[Point labeling rows]
* * * * *

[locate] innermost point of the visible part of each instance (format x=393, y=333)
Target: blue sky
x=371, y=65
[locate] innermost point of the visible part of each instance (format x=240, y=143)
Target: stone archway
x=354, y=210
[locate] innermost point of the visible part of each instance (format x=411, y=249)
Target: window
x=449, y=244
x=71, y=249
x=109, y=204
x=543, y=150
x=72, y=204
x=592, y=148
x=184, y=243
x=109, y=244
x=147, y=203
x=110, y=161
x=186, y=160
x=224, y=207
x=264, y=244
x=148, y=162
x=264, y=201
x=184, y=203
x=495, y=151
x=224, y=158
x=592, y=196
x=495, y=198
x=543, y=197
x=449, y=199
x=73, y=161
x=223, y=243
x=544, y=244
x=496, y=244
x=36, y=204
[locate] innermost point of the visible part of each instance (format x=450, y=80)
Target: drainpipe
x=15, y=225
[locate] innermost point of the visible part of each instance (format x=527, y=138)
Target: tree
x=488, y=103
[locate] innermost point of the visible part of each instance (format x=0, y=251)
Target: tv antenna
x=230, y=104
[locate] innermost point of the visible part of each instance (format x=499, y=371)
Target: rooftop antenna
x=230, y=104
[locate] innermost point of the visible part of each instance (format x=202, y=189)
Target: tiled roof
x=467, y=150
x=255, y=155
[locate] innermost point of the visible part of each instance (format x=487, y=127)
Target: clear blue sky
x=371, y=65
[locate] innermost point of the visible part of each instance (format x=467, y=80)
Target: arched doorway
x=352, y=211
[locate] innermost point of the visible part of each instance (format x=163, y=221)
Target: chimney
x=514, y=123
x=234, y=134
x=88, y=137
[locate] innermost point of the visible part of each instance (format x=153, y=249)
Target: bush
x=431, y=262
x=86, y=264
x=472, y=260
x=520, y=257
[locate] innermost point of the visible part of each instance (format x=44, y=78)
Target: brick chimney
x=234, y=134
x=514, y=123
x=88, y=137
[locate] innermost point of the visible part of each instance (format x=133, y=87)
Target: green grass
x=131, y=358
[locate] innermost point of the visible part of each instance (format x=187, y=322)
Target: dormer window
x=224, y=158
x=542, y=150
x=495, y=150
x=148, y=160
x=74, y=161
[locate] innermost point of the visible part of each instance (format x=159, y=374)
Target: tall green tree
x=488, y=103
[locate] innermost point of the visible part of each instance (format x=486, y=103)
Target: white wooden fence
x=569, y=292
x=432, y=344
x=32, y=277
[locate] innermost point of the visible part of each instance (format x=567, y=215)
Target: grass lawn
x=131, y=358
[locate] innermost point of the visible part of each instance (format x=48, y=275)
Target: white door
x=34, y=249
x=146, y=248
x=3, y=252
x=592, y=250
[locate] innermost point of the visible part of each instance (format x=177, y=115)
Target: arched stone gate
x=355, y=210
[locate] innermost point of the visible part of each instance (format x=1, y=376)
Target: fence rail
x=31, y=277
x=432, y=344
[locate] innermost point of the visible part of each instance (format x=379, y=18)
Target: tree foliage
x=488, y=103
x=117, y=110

* * * * *

- _OBJECTIVE_
Rewrite every one of the rows above as a numbered list, leaving out any blank lines.

- _SOLUTION TO THIS TASK_
1. [locate] innermost point of the visible part of each instance (format x=393, y=333)
2. Target: blue sky
3. x=371, y=65
4. [locate] innermost point of the visible part of each instance (format x=240, y=143)
5. Target: stone archway
6. x=354, y=210
7. [locate] innermost point of the visible part of each instance (format x=411, y=249)
8. Target: window
9. x=449, y=244
10. x=71, y=249
11. x=109, y=204
12. x=543, y=150
13. x=72, y=204
14. x=592, y=148
15. x=184, y=243
16. x=109, y=244
17. x=147, y=203
18. x=110, y=161
19. x=186, y=160
20. x=224, y=207
21. x=264, y=244
22. x=148, y=162
23. x=264, y=201
24. x=184, y=203
25. x=495, y=151
26. x=224, y=158
27. x=592, y=196
28. x=495, y=198
29. x=543, y=197
30. x=449, y=199
31. x=73, y=161
32. x=223, y=243
33. x=544, y=244
34. x=496, y=244
35. x=36, y=204
36. [locate] innermost point of the visible part of each instance (format x=450, y=80)
37. Target: drainpipe
38. x=15, y=225
39. [locate] innermost point of the visible part of each instance (format x=527, y=138)
40. Target: tree
41. x=488, y=103
42. [locate] innermost point of the visible part of each instance (format x=0, y=251)
43. Target: tv antenna
44. x=230, y=104
45. [locate] innermost point of the visible part of each instance (format x=499, y=371)
46. Target: rooftop antenna
47. x=230, y=104
48. [locate] innermost point of the visible part of each instance (format x=202, y=189)
49. Target: tiled roof
50. x=467, y=150
51. x=255, y=155
52. [locate] innermost point of the visible part of each instance (format x=487, y=127)
53. Target: clear blue sky
54. x=371, y=65
55. [locate] innermost point of the visible part of each instance (format x=467, y=80)
56. Target: arched doorway
57. x=352, y=211
58. [locate] innermost point of the visible part of each instance (format x=163, y=221)
59. Target: chimney
60. x=514, y=123
61. x=234, y=134
62. x=88, y=137
63. [locate] innermost point of the visible part of each instance (format x=153, y=249)
64. Target: bush
65. x=431, y=262
66. x=86, y=264
67. x=472, y=260
68. x=520, y=257
69. [locate] innermost point of the visible part of each instance (format x=44, y=78)
70. Target: brick chimney
71. x=234, y=134
72. x=514, y=123
73. x=88, y=137
74. [locate] innermost point of the visible part of each instance (format x=133, y=87)
75. Target: green grass
76. x=131, y=358
77. [locate] innermost point of the visible part of each instance (format x=187, y=322)
78. Target: dormer window
79. x=224, y=158
80. x=542, y=150
81. x=495, y=150
82. x=148, y=160
83. x=74, y=161
84. [locate] innermost point of the visible part of each instance (format x=159, y=374)
85. Target: tall green tree
86. x=488, y=103
87. [locate] innermost point of the visible part of each instance (format x=486, y=103)
88. Target: white wooden fence
89. x=569, y=292
90. x=432, y=344
91. x=32, y=277
92. [locate] innermost point of the visible part of each instance (format x=567, y=215)
93. Target: grass lawn
94. x=131, y=358
95. [locate] innermost point of the visible part of each instance (format x=48, y=275)
96. Target: white door
97. x=34, y=249
98. x=146, y=248
99. x=3, y=252
100. x=592, y=250
101. [locate] innermost point of the visible part of each instance (format x=177, y=115)
102. Target: arched stone gate
103. x=355, y=210
104. [locate] innermost point of the visible part of each instance (format x=1, y=376)
105. Target: fence rail
106. x=31, y=277
107. x=432, y=344
108. [locate] innermost point of the visible part of each instance (format x=379, y=18)
109. Target: tree foliage
110. x=488, y=103
111. x=117, y=110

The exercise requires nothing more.